** Start **
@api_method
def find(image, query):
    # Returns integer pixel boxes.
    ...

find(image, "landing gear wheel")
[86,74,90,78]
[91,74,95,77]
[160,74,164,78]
** End **
DO THIS:
Rewrite the records in full, replacing "wheel" with "tire" and leaving all other text unchanged.

COMPLETE RESPONSE:
@api_method
def find(image, query):
    # Returns integer pixel boxes.
    ...

find(image, "landing gear tire")
[86,74,90,78]
[91,74,95,77]
[160,74,164,78]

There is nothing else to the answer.